■ **TASK ITEM**:
Please write the data out once more, exactly as it is given.

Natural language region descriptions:
● ● ●

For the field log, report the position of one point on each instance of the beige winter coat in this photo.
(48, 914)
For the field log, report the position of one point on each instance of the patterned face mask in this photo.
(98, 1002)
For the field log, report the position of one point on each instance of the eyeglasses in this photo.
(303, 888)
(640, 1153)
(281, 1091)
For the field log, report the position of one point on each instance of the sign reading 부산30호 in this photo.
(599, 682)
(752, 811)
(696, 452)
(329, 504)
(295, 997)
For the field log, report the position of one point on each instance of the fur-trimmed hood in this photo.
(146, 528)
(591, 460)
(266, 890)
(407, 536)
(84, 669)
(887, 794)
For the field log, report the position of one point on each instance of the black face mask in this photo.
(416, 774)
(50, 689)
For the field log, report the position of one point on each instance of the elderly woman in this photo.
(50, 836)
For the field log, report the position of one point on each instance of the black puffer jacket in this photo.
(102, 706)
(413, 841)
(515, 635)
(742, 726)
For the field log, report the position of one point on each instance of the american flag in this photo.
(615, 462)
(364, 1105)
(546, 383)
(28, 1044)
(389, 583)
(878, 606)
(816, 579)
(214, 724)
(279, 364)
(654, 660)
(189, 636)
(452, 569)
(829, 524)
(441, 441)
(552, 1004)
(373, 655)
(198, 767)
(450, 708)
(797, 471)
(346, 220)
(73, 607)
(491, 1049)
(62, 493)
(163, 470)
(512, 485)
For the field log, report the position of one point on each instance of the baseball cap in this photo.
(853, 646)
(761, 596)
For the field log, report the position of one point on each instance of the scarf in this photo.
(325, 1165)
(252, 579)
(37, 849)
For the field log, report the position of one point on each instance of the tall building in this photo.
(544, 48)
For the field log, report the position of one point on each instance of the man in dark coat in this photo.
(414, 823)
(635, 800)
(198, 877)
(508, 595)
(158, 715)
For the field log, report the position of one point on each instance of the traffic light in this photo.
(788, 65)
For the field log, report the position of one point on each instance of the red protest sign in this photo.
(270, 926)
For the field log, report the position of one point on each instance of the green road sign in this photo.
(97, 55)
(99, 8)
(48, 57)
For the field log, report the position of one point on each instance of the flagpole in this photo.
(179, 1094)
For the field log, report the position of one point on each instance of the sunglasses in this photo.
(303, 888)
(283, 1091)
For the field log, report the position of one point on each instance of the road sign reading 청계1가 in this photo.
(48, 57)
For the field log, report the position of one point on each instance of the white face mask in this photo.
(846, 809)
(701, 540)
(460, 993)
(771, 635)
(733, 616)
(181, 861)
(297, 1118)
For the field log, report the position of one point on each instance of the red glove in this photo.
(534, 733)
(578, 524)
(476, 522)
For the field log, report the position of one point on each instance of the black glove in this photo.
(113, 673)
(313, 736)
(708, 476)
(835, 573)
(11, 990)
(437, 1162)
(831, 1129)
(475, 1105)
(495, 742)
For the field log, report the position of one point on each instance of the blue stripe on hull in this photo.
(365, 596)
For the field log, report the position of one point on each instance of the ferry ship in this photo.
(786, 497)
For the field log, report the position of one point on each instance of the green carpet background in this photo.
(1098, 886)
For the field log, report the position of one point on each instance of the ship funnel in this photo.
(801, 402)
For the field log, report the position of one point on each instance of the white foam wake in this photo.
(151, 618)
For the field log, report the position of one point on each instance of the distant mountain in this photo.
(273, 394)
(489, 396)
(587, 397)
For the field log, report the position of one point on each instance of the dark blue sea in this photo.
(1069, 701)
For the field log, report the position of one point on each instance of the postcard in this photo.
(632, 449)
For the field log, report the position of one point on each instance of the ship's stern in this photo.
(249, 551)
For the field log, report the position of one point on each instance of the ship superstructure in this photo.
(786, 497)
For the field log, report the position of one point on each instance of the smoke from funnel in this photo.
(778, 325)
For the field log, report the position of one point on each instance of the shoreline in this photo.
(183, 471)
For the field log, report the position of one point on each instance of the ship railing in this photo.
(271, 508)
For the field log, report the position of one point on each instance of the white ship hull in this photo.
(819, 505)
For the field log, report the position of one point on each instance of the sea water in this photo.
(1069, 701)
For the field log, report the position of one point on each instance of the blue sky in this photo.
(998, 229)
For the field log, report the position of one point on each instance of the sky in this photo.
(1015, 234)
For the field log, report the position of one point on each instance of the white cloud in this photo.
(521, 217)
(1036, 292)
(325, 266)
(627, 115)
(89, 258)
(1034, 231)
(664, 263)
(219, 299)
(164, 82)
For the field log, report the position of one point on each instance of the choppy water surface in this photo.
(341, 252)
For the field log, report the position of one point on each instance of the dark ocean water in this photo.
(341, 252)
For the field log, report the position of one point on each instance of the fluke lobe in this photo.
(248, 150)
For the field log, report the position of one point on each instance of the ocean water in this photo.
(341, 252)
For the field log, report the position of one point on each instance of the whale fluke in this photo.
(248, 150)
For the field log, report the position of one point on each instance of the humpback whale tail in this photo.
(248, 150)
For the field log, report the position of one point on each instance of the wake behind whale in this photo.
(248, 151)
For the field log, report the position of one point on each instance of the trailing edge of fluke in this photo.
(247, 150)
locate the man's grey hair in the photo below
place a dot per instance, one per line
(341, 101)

● ● ●

■ **FINISHED EXERCISE**:
For the field log, report the position of one point on each instance of the beige winter coat in this photo.
(48, 914)
For the field log, report the position of one point on each instance of the patterned face mask in this photo.
(98, 1002)
For the field log, report the position of one point on each instance of the eyeglasses in this photo.
(303, 888)
(640, 1153)
(281, 1091)
For the field log, report the position of one point on each instance of the sign reading 부산30호 in this photo.
(599, 682)
(752, 811)
(696, 452)
(329, 504)
(295, 997)
For the field log, report the position of one point on each instance of the fur-trimmed hood in this photo.
(146, 528)
(591, 460)
(266, 890)
(407, 536)
(84, 669)
(887, 794)
For the field log, report the position of one point on each instance of the black face mask in this photo.
(416, 774)
(50, 689)
For the field log, report the position of one point on each instance of the elderly woman in this photo.
(50, 836)
For the field log, report the position of one point on each instance of the black puffer jacket in this photo.
(102, 706)
(413, 841)
(515, 635)
(742, 726)
For the field log, report the position of one point on each instance of the american flag in this photo.
(615, 462)
(364, 1105)
(546, 383)
(28, 1044)
(389, 583)
(878, 606)
(816, 579)
(214, 724)
(279, 364)
(654, 660)
(189, 636)
(452, 569)
(829, 524)
(441, 441)
(552, 1004)
(373, 655)
(198, 767)
(450, 708)
(797, 471)
(346, 220)
(73, 607)
(491, 1049)
(62, 493)
(163, 470)
(512, 485)
For the field log, report the position of one point on each instance of the baseball cap in this photo.
(853, 646)
(761, 596)
For the field log, report the position of one point on each instance of the scarf in this photo.
(325, 1165)
(252, 579)
(37, 849)
For the field log, report the position of one point on each instance of the tall building in this photo.
(544, 48)
For the field log, report the position of one point on each instance of the man in dark coat in this photo.
(414, 823)
(635, 800)
(198, 877)
(508, 595)
(158, 715)
For the field log, report the position of one point on each instance of the traffic light in this photo.
(788, 65)
For the field log, report the position of one point on each instance of the red protest sign in this photo.
(270, 926)
For the field log, report the position of one point on each instance of the green road sign in this photo.
(97, 55)
(99, 8)
(48, 57)
For the field log, report the position of one point on each instance of the flagpole in this photo.
(179, 1094)
For the field log, report the position of one point on each instance of the sunglasses in this photo.
(303, 888)
(283, 1091)
For the field log, report the position of one point on each instance of the road sign reading 청계1가 in this photo.
(48, 57)
For the field log, report the position of one point on each instance of the white face mask in this photo.
(846, 809)
(701, 540)
(460, 993)
(771, 635)
(733, 616)
(181, 861)
(297, 1118)
For the field log, report the position of one point on each instance of the red glove in this photo.
(534, 733)
(578, 524)
(476, 522)
For the field log, report the position of one point on each instance of the black glove in this photo.
(113, 673)
(313, 736)
(708, 476)
(835, 573)
(11, 990)
(437, 1162)
(831, 1129)
(475, 1105)
(495, 742)
For the field log, report the position of one point on each instance of the blue stripe on hull in this photo.
(365, 596)
For the field log, report the position of one point on each instance of the ferry ship in this photo.
(786, 497)
For the field log, report the position of one point on each instance of the green carpet background in this photo.
(1098, 886)
For the field log, report the position of one point on each instance of the ship funnel in this photo.
(801, 402)
For the field log, report the position of one point on each instance of the white foam wake in this photo.
(151, 618)
For the field log, report the position of one point on each instance of the distant mountain in this photo.
(273, 394)
(489, 396)
(587, 397)
For the field log, report the position of one point on each instance of the dark blue sea in this photo.
(1069, 701)
For the field log, report the position of one point on each instance of the postcard in this photo.
(632, 449)
For the field log, report the position of one point on each instance of the ship's stern in this photo.
(249, 551)
For the field log, report the position of one point on each instance of the ship superstructure in this photo.
(786, 497)
For the field log, report the position of one point on each instance of the smoke from funnel in this photo.
(778, 325)
For the field log, report the position of one point on each instance of the shoreline in this photo.
(183, 471)
For the field log, report the position of one point on each instance of the ship railing in this photo.
(271, 508)
For the field log, report the position of one point on each instance of the white ship hull in this photo.
(819, 505)
For the field log, report the position of one point on each instance of the sea water in this photo.
(1069, 701)
For the field log, report the position of one point on each instance of the blue sky in this photo.
(998, 229)
For the field log, report the position of one point on each instance of the sky in this photo.
(1015, 234)
For the field log, report the position of one point on each instance of the white cloud in this photo.
(521, 217)
(1036, 292)
(325, 266)
(627, 115)
(89, 258)
(1034, 231)
(664, 263)
(219, 299)
(164, 82)
For the field log, report the position of one point on each instance of the choppy water surface in this photo.
(341, 252)
For the field log, report the position of one point on each instance of the dark ocean water in this photo.
(341, 252)
For the field log, report the position of one point on each instance of the fluke lobe in this photo.
(248, 150)
For the field log, report the position of one point on each instance of the ocean water in this photo.
(341, 252)
For the field log, report the position of one point on each instance of the whale fluke in this photo.
(248, 150)
For the field log, report the position of one point on each instance of the humpback whale tail in this photo.
(248, 150)
For the field log, report the position of one point on each instance of the wake behind whale in this photo.
(248, 151)
For the field log, report the position of one point on each instance of the trailing edge of fluke in this photo.
(247, 150)
locate the man's grey hair in the photo below
place a dot per instance, one per line
(341, 101)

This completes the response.